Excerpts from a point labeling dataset
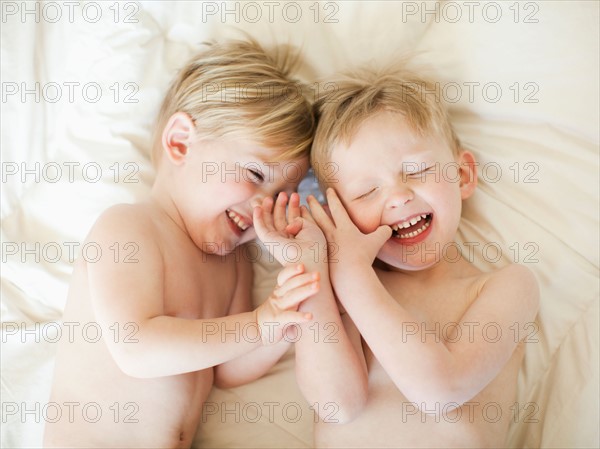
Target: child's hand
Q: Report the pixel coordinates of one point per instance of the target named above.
(292, 239)
(280, 310)
(349, 244)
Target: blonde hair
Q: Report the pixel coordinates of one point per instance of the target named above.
(358, 95)
(235, 88)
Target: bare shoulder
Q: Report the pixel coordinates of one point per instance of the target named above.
(125, 221)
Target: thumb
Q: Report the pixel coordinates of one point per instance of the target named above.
(295, 226)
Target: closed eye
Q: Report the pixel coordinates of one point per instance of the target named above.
(420, 173)
(364, 195)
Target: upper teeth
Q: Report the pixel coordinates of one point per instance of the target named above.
(238, 220)
(407, 223)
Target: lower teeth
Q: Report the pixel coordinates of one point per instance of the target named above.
(413, 233)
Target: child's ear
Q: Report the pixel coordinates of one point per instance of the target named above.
(177, 136)
(468, 173)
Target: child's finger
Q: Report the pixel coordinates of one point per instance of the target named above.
(293, 207)
(318, 214)
(294, 227)
(304, 213)
(279, 211)
(267, 207)
(289, 272)
(296, 281)
(294, 297)
(258, 222)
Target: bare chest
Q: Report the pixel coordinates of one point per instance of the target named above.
(198, 285)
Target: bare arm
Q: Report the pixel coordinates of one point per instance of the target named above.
(255, 364)
(328, 368)
(425, 370)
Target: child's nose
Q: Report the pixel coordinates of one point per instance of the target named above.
(398, 196)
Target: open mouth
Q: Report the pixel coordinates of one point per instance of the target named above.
(412, 227)
(237, 220)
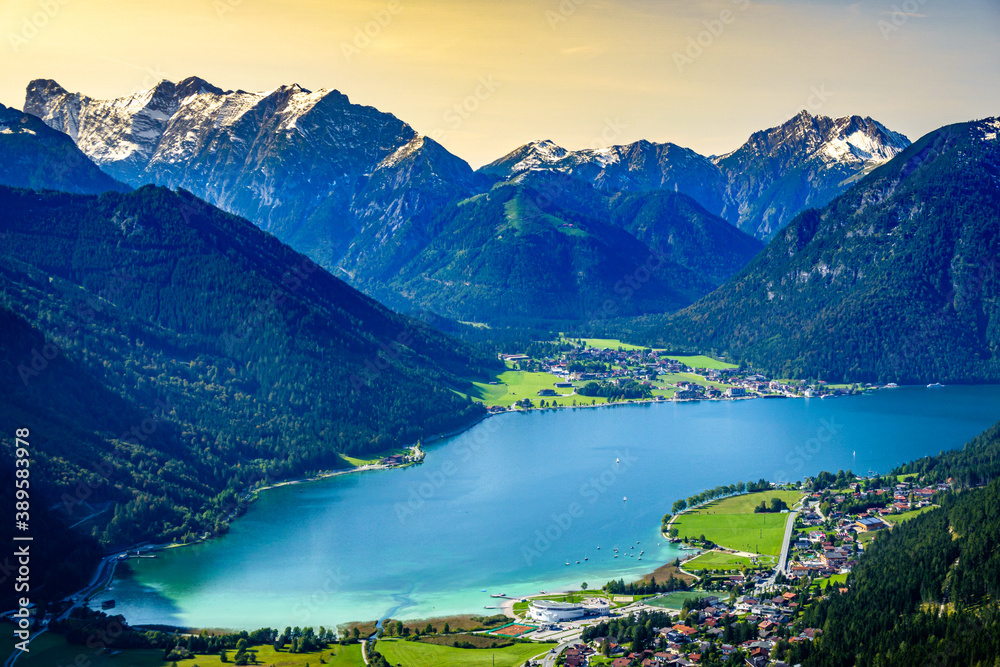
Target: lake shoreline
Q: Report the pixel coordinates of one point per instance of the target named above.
(555, 428)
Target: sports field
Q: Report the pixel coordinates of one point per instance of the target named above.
(676, 599)
(417, 654)
(512, 386)
(718, 561)
(701, 361)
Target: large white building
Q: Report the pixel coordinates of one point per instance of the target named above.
(546, 611)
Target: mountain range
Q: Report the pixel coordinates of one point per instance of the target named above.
(32, 155)
(898, 279)
(170, 355)
(364, 195)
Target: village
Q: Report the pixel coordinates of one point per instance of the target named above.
(587, 375)
(755, 616)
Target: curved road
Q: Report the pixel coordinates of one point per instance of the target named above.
(783, 559)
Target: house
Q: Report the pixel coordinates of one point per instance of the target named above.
(870, 523)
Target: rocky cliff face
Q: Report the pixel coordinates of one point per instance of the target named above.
(759, 187)
(309, 167)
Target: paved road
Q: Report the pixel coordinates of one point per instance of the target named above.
(783, 559)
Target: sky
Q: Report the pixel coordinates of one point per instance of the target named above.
(484, 77)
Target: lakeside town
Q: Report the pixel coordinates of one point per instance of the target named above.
(591, 373)
(750, 614)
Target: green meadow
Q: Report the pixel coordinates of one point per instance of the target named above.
(417, 654)
(731, 522)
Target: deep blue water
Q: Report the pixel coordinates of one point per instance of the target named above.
(506, 504)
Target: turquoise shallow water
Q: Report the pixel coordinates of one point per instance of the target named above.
(506, 504)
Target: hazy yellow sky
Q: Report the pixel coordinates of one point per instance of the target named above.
(486, 77)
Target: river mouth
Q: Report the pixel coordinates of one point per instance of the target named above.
(512, 504)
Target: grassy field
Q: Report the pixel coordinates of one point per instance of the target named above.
(374, 459)
(731, 522)
(664, 572)
(820, 584)
(717, 561)
(906, 516)
(674, 378)
(676, 599)
(609, 343)
(416, 654)
(336, 655)
(701, 361)
(51, 649)
(512, 386)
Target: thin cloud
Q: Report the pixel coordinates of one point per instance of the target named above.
(589, 50)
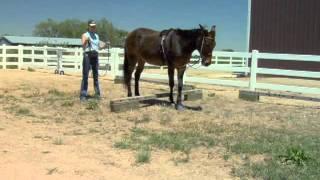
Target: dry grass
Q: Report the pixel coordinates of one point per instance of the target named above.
(228, 139)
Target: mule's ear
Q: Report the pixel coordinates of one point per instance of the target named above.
(201, 27)
(213, 28)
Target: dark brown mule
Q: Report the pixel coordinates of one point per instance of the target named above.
(171, 47)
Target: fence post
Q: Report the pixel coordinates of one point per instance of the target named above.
(253, 70)
(32, 56)
(117, 62)
(113, 58)
(4, 55)
(20, 56)
(45, 56)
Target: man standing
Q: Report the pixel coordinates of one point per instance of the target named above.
(91, 45)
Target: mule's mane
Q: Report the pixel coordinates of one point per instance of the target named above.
(193, 33)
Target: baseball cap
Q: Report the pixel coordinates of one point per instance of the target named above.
(91, 23)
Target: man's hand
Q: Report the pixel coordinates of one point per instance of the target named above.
(103, 45)
(84, 40)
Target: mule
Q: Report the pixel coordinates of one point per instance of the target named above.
(172, 48)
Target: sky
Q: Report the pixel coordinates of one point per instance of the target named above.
(19, 17)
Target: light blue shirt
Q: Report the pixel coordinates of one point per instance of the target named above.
(94, 41)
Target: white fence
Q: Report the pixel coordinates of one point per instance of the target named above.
(17, 57)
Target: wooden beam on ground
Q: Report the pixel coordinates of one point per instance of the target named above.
(254, 95)
(131, 103)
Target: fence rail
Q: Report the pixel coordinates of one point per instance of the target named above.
(111, 62)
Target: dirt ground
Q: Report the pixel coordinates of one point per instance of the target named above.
(51, 139)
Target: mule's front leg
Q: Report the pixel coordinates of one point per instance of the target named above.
(179, 105)
(171, 82)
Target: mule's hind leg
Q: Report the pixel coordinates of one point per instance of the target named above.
(179, 105)
(131, 66)
(137, 75)
(171, 82)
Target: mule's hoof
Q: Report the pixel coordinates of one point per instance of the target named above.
(179, 107)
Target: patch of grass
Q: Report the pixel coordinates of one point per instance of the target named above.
(143, 156)
(285, 162)
(31, 69)
(59, 120)
(295, 155)
(182, 141)
(93, 130)
(165, 119)
(67, 103)
(58, 141)
(144, 119)
(34, 93)
(23, 111)
(52, 171)
(56, 92)
(123, 144)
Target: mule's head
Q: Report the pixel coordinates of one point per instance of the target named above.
(206, 44)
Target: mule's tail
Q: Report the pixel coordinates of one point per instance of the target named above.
(126, 74)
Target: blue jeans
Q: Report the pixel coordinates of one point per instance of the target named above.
(88, 63)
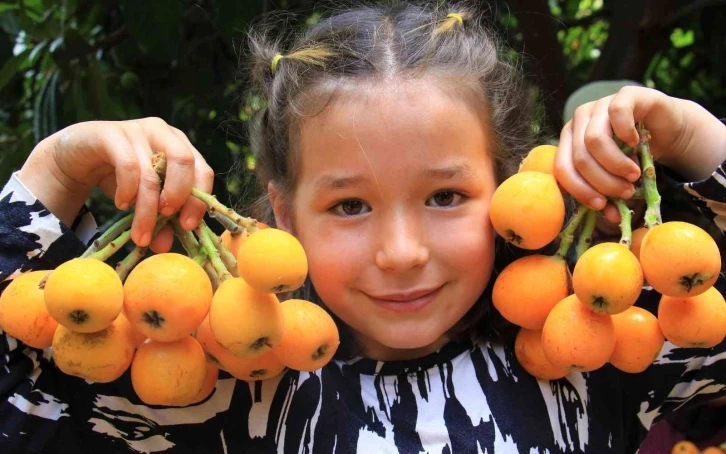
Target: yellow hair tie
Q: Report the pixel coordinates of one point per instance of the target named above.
(275, 60)
(457, 16)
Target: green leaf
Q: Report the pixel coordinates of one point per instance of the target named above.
(8, 7)
(98, 92)
(680, 38)
(156, 26)
(234, 15)
(9, 22)
(11, 67)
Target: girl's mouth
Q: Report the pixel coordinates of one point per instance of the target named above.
(406, 301)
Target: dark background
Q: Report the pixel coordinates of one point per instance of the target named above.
(66, 61)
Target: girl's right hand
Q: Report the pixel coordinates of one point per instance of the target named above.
(64, 168)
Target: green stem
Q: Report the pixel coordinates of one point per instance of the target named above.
(124, 267)
(111, 248)
(227, 223)
(626, 229)
(188, 241)
(229, 260)
(585, 239)
(191, 245)
(110, 234)
(652, 198)
(203, 232)
(567, 235)
(216, 209)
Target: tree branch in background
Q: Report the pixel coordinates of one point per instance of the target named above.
(539, 29)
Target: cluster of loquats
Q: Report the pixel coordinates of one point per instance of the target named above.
(175, 320)
(687, 447)
(578, 311)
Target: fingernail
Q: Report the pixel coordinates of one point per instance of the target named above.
(190, 222)
(145, 239)
(597, 203)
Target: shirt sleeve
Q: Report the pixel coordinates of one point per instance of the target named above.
(31, 238)
(683, 378)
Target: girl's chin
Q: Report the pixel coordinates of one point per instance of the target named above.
(402, 346)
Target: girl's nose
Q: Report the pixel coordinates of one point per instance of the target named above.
(402, 245)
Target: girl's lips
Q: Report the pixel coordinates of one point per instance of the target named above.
(406, 302)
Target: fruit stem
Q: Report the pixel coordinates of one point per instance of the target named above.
(567, 236)
(652, 198)
(203, 232)
(124, 267)
(585, 239)
(227, 223)
(109, 235)
(626, 216)
(189, 242)
(229, 260)
(191, 245)
(110, 249)
(216, 209)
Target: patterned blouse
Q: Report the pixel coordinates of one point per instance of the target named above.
(465, 398)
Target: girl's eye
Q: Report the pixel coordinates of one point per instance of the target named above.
(445, 199)
(351, 208)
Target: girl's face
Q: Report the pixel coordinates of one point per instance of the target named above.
(392, 208)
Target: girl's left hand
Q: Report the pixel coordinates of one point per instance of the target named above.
(590, 166)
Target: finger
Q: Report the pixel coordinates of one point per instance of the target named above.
(147, 198)
(633, 104)
(163, 240)
(568, 177)
(599, 142)
(600, 179)
(611, 214)
(194, 209)
(179, 164)
(121, 154)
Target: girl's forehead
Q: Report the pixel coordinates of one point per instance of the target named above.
(407, 124)
(409, 111)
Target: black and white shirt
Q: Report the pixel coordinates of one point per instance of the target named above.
(462, 399)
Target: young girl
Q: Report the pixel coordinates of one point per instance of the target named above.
(386, 131)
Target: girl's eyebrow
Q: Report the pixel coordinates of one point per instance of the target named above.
(336, 182)
(463, 171)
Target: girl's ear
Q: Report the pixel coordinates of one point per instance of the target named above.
(279, 208)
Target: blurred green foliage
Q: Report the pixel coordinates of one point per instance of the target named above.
(67, 61)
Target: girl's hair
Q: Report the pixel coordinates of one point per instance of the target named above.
(373, 43)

- **REQUEST**
Copy the items word for word, starting at the line that contains "Target: patterned blouse" and ending with the final line of the items, including both of those lines.

- **THE REPLY**
Target: patterned blouse
Q: Report the pixel coordinates of one point per instance of the target named above.
(465, 398)
Target: girl's eye
Q: Report the pixel coordinates of one point per instance of the target named above.
(445, 199)
(351, 208)
Target: girl's face
Q: Report the pixel coordinates of one point per instance of the target named above.
(392, 208)
Target: girl's left hand
Q: Report the pixel coordinates of one point per instance of the target named above.
(590, 166)
Target: finger
Q: Report the pixel coordinates of one point per instance of the target named above.
(147, 198)
(633, 104)
(163, 240)
(568, 177)
(599, 142)
(600, 179)
(611, 214)
(194, 209)
(179, 164)
(121, 154)
Target: girl's forehead
Q: Report the pixel coordinates of one point per instance of the target named above.
(407, 124)
(409, 111)
Target: black and white shirt
Q: Report the pixel coordinates of one point per instance of the target named above.
(462, 399)
Target: young girl
Q: Report the pixel coordinates of one point per instance of the target named above.
(386, 131)
Target: girl's eyebrow
Q: Report the pixel coordinates of one point per instance of the target named above.
(336, 182)
(463, 171)
Target: girl's ear
Q: Report the pixel coordinates of one point per instance of the target named above.
(279, 208)
Target: blurred green foliage
Q: Report the pixel coordinates of one point per instance of the target named above.
(67, 61)
Target: girl's hair
Q: Report the pixel coordinates of one point per instance of the target named above.
(373, 43)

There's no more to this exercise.